● **TASK TO COMPLETE**: Without including any pictures, copy each entry below exactly.

(Rows from a pointing dataset)
▬▬▬▬▬▬

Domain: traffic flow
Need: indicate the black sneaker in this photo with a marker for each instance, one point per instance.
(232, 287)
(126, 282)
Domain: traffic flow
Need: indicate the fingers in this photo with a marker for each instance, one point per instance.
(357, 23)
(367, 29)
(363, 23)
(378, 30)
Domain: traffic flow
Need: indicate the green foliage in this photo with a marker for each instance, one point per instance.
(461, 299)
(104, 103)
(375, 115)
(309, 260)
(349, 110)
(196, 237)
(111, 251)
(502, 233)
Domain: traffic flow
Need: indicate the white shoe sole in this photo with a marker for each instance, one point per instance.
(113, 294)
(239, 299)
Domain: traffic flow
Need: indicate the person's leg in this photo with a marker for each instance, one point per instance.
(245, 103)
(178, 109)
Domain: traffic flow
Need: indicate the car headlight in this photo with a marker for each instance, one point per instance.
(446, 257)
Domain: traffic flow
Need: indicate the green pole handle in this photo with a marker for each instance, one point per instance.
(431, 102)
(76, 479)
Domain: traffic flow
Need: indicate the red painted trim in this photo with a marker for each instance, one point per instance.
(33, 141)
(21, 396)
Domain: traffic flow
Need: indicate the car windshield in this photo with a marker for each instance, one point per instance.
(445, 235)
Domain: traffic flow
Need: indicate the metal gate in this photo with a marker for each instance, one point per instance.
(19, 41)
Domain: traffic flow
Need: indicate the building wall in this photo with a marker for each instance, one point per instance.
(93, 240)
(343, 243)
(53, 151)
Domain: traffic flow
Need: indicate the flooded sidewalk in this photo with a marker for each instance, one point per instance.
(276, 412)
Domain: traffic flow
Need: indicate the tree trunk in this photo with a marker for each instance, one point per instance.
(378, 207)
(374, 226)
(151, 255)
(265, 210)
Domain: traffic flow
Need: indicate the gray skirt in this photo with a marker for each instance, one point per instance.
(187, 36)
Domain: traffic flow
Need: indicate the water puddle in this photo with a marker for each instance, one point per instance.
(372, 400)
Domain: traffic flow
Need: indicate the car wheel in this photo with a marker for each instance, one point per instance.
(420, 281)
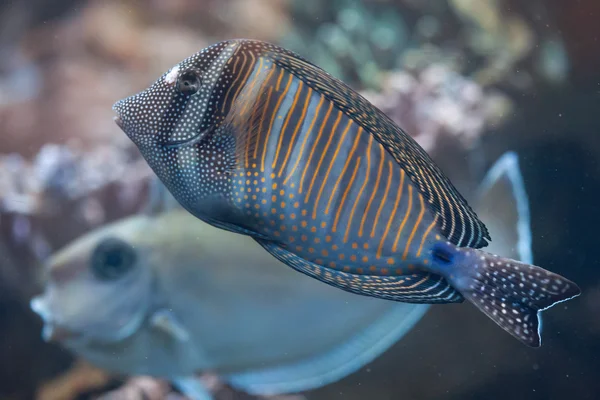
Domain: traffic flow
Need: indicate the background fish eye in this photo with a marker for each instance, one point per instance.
(189, 82)
(112, 259)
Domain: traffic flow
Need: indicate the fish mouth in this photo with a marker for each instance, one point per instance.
(52, 331)
(118, 121)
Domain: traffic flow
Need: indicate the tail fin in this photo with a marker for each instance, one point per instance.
(510, 292)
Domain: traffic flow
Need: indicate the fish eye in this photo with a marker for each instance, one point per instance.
(189, 82)
(112, 259)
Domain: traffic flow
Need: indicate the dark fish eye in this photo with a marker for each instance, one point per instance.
(189, 82)
(112, 259)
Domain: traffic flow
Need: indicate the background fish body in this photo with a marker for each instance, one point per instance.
(202, 298)
(256, 140)
(240, 308)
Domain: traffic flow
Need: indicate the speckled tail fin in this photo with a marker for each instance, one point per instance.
(511, 293)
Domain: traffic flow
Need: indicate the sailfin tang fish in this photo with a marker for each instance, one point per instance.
(255, 139)
(193, 246)
(175, 297)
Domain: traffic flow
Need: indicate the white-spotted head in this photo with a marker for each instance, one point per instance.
(184, 104)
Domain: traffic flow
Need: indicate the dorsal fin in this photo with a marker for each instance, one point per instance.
(457, 221)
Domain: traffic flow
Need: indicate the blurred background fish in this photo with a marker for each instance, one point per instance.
(163, 294)
(470, 80)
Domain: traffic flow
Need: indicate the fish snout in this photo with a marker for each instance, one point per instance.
(52, 331)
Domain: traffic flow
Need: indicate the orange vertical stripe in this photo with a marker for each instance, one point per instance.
(383, 199)
(412, 234)
(287, 120)
(275, 112)
(304, 142)
(429, 228)
(298, 125)
(377, 179)
(316, 172)
(406, 215)
(391, 218)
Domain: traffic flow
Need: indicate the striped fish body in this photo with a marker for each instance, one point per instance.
(254, 139)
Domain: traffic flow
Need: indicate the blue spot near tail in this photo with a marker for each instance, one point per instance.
(443, 254)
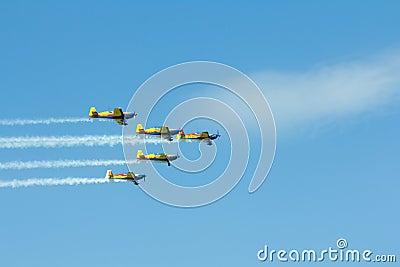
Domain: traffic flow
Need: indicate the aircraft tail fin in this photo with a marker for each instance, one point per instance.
(140, 154)
(139, 129)
(93, 112)
(109, 174)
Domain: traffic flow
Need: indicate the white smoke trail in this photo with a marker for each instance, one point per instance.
(52, 182)
(43, 121)
(70, 141)
(21, 165)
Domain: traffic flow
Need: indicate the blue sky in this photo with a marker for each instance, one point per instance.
(335, 173)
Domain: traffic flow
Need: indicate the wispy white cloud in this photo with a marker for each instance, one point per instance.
(332, 92)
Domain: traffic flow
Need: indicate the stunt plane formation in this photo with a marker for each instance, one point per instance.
(163, 131)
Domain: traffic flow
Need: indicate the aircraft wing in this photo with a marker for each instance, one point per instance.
(120, 122)
(118, 112)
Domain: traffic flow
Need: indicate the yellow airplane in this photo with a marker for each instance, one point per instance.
(156, 157)
(118, 115)
(204, 136)
(130, 176)
(163, 131)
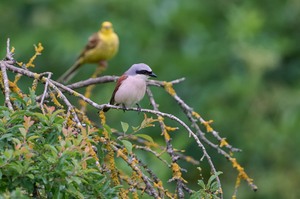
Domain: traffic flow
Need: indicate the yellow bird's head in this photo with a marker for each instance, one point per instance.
(107, 27)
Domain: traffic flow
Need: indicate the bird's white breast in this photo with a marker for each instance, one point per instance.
(131, 90)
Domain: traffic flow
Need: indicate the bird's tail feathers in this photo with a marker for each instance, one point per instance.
(70, 73)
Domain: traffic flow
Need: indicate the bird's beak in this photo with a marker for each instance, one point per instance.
(152, 74)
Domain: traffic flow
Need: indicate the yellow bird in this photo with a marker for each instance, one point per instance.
(101, 47)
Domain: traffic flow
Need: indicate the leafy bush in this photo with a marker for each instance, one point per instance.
(39, 158)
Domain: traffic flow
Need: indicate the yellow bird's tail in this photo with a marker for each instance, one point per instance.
(70, 73)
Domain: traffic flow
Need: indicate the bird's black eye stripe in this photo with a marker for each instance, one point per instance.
(144, 72)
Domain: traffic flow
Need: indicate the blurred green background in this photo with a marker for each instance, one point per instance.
(241, 61)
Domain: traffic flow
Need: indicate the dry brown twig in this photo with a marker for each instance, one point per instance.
(196, 120)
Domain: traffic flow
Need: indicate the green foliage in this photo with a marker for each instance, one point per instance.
(38, 157)
(240, 59)
(209, 190)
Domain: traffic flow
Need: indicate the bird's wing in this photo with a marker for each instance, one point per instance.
(94, 40)
(119, 82)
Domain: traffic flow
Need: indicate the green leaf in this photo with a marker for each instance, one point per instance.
(128, 145)
(201, 183)
(125, 126)
(8, 153)
(146, 137)
(23, 131)
(212, 178)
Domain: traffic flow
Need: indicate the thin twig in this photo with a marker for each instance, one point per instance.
(6, 85)
(45, 91)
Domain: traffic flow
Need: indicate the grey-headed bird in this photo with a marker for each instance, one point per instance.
(131, 86)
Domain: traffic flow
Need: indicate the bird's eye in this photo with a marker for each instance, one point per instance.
(143, 72)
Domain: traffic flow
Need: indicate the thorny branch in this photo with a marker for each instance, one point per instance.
(197, 134)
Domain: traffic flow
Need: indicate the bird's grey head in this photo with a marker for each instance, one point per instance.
(141, 68)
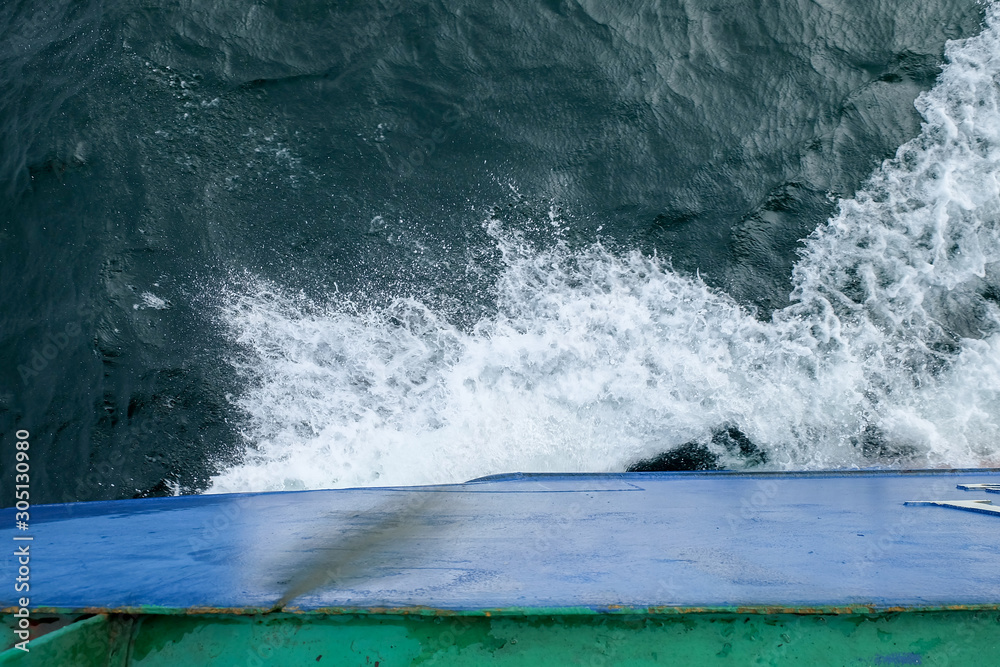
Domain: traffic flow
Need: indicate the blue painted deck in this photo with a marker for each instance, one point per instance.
(636, 540)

▬▬▬▬▬▬

● **EXERCISE RESPONSE**:
Domain: traffic flow
Need: indicate the black sneaker in this photo with a marker for each instance, one point per instance.
(232, 287)
(126, 282)
Domain: traffic flow
Need: indicate the fingers in this photo with a marker for each instance, one point per instance.
(357, 23)
(367, 29)
(363, 23)
(378, 30)
Domain: traffic flow
Need: indicate the green foliage in this photo with a marker for each instance, one point per instance.
(461, 299)
(104, 103)
(375, 115)
(309, 260)
(349, 110)
(196, 237)
(111, 251)
(502, 233)
Domain: traffic flow
Need: indicate the white shoe sole in this photo with a marker for each instance, one point per instance.
(113, 294)
(239, 299)
Domain: traffic flow
Need: indicate the person's leg in this photo with a marker for each instance, one point per instance.
(245, 103)
(178, 109)
Domain: traffic flow
Need: indicate the car headlight in this photo with a marker for each instance, one point per instance.
(446, 257)
Domain: traffic flow
Need: indicate the green pole handle in this photo with a marker for each instance, one point per instance.
(431, 102)
(76, 479)
Domain: traffic flow
Need: indicate the red painted trim in this photo with a marker for each instance, one point per instance.
(33, 141)
(21, 396)
Domain: traffic flow
Need: indicate the car windshield in this photo with a marker for each instance, one point per instance.
(445, 235)
Domain: traffic flow
Need: indicate the metal gate in this photo with a marker for each instance, one point per instance.
(19, 41)
Domain: traffic flow
Need: indicate the building wall in this photo with a marker for each instance, one point per instance.
(93, 240)
(343, 243)
(53, 151)
Domain: traffic flow
Need: indicate the flooded sidewalk in this photo with a marker for each instance, one point per instance.
(276, 412)
Domain: traffic flow
Need: indicate the tree trunk in this photo with a marker for each instance, one point per instance.
(378, 207)
(374, 226)
(151, 255)
(265, 210)
Domain: traffic flow
Need: indicate the gray skirt in this photo with a marker for each instance, one point per instance.
(187, 36)
Domain: traffic flow
Need: indicate the water puddle in this photo with a marker for each instance, one point per instance.
(372, 400)
Domain: traffic flow
Need: indicate the car wheel in this photo with a marker for each instance, one point per instance.
(420, 281)
Domain: traffic flow
Need: indicate the background fish eye in this photo with a marker for each instance, one point per instance.
(189, 82)
(112, 259)
Domain: traffic flow
Need: indicate the fish mouth in this photo with a marker for each instance, one point per instance.
(52, 331)
(118, 121)
Domain: traffic flow
Need: indicate the tail fin in this photo with a marker for each instance, one point per instance.
(510, 292)
Domain: traffic flow
Need: indicate the fish eye in this photo with a marker for each instance, one point per instance.
(189, 82)
(112, 259)
Domain: traffic flow
Need: indicate the dark fish eye in this photo with a marker for each instance, one point per instance.
(189, 82)
(112, 259)
Domain: traffic flow
Need: indicate the background fish body in this photo with a marker for each instance, one point per instance.
(202, 298)
(256, 140)
(240, 308)
Domain: traffic flow
Need: indicate the speckled tail fin in this photo with a marker for each instance, one point per instance.
(511, 293)
Domain: traffic flow
Need: indicate the sailfin tang fish in this photo with a marker for each instance, one point per instance.
(255, 139)
(193, 246)
(175, 297)
Domain: traffic flow
Need: indicate the white-spotted head in this photo with a marker for each instance, one point per instance.
(184, 104)
Domain: traffic flow
Need: indicate the dorsal fin in this photo with a marker for each instance, one point per instance.
(457, 221)
Domain: traffic flow
Need: indicate the blurred background fish in this photo with a marker for each instance, one point per instance.
(163, 294)
(470, 80)
Domain: traffic flow
Need: indicate the fish snout in this photo with a marker for each instance, one point per instance.
(52, 331)
Domain: traffic flow
Need: indicate the orange vertical stripe in this photo with a marker for each instance, one point per instance.
(383, 199)
(412, 234)
(287, 120)
(275, 112)
(304, 142)
(429, 228)
(298, 125)
(377, 179)
(316, 172)
(406, 215)
(391, 218)
Domain: traffic flow
Need: indicate the striped fish body in this photo with a marker for each instance, one point per instance.
(254, 139)
Domain: traffic flow
Need: indicate the blue spot near tail in this photo with a marker for each instance, one point per instance.
(443, 254)
Domain: traffic flow
Need: indicate the aircraft tail fin in this photo with a marker for each instance, one point per instance.
(140, 154)
(139, 129)
(93, 112)
(109, 174)
Domain: traffic flow
Need: indicate the white smoke trail in this photo with a marker for each instance, one point per instance.
(52, 182)
(43, 121)
(70, 141)
(21, 165)
Domain: traffic flow
Need: indicate the blue sky in this photo with a marker for each instance, one point per instance.
(335, 173)
Domain: traffic flow
Need: indicate the wispy white cloud in this photo with a marker for each instance, one point per instance.
(332, 92)
Domain: traffic flow
Need: indicate the stunt plane formation in this photo with a marker for each instance, one point per instance.
(163, 131)
Domain: traffic flow
Need: indicate the aircraft wing in this photo with a marker for each instance, one point per instance.
(120, 122)
(118, 112)
Domain: traffic flow
Need: indicate the yellow airplane in this photo with a marker for each instance, one point per instance.
(156, 157)
(118, 115)
(204, 136)
(130, 176)
(163, 131)
Domain: traffic flow
Need: indicate the yellow bird's head in this photo with a marker for each instance, one point per instance.
(107, 27)
Domain: traffic flow
Need: indicate the bird's white breast in this photo with a marker for each instance, one point per instance.
(131, 90)
Domain: traffic flow
Need: indicate the bird's tail feathers in this photo with a marker for each instance, one point per instance.
(70, 73)
Domain: traffic flow
Need: indicate the bird's beak in this photo with a marker for each instance, one point per instance.
(152, 74)
Domain: traffic flow
Need: indicate the yellow bird in this photo with a marker for each instance, one point per instance.
(101, 47)
Domain: traffic flow
Need: indicate the leafy bush in this photo with a marker for each instance, one point per instance.
(39, 158)
Domain: traffic flow
Need: indicate the yellow bird's tail in this photo with a marker for each instance, one point per instance.
(70, 73)
Domain: traffic flow
Need: indicate the bird's black eye stripe in this photo with a marker for each instance, one point per instance.
(144, 72)
Domain: traffic flow
Need: indicate the blurred green background in this photo with a marker for each instance, one point per instance.
(241, 61)
Domain: traffic flow
Need: indicate the dry brown twig in this photo with a marker for each instance, one point per instance.
(196, 120)
Domain: traffic flow
Need: indicate the green foliage in this photo with a marker for each instance, one point per instance.
(38, 157)
(240, 59)
(209, 190)
Domain: traffic flow
Need: indicate the bird's wing in this photo with a marker for each instance, one point per instance.
(94, 40)
(119, 82)
Domain: traffic flow
Need: indicate the green leaf in this photo with a marker for each instance, one point per instance.
(128, 145)
(201, 183)
(125, 126)
(8, 153)
(146, 137)
(23, 131)
(212, 178)
Domain: traffic flow
Need: indicate the thin twig in this photo with a marker for each instance, one point per instance.
(6, 85)
(45, 91)
Domain: traffic flow
Need: indicate the grey-headed bird in this photo with a marker for each instance, one point per instance.
(131, 86)
Domain: traffic flow
Need: indicate the bird's eye in this photo with a marker for each instance, one point per instance.
(143, 72)
Domain: traffic flow
Need: indicate the thorny branch in this photo with a marker for each instance, one point per instance.
(197, 134)
Domain: traffic flow
Need: indicate the bird's grey head in this photo with a marker for each instance, one point per instance.
(141, 68)
Domain: traffic flow
Need: indicate the blue painted deck in this photo with a marker for each instance, one point per instance.
(636, 540)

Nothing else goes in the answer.